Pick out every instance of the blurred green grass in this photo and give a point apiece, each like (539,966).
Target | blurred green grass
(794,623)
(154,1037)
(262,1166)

___

EXERCISE PROMPT:
Write out every line of the records above word for word, without changing anything.

TASK RESPONSE:
Pick out every instance of the blurred green grass in this photo and give a point apiece, each like (539,966).
Target | blurred green grass
(794,623)
(154,1037)
(262,1166)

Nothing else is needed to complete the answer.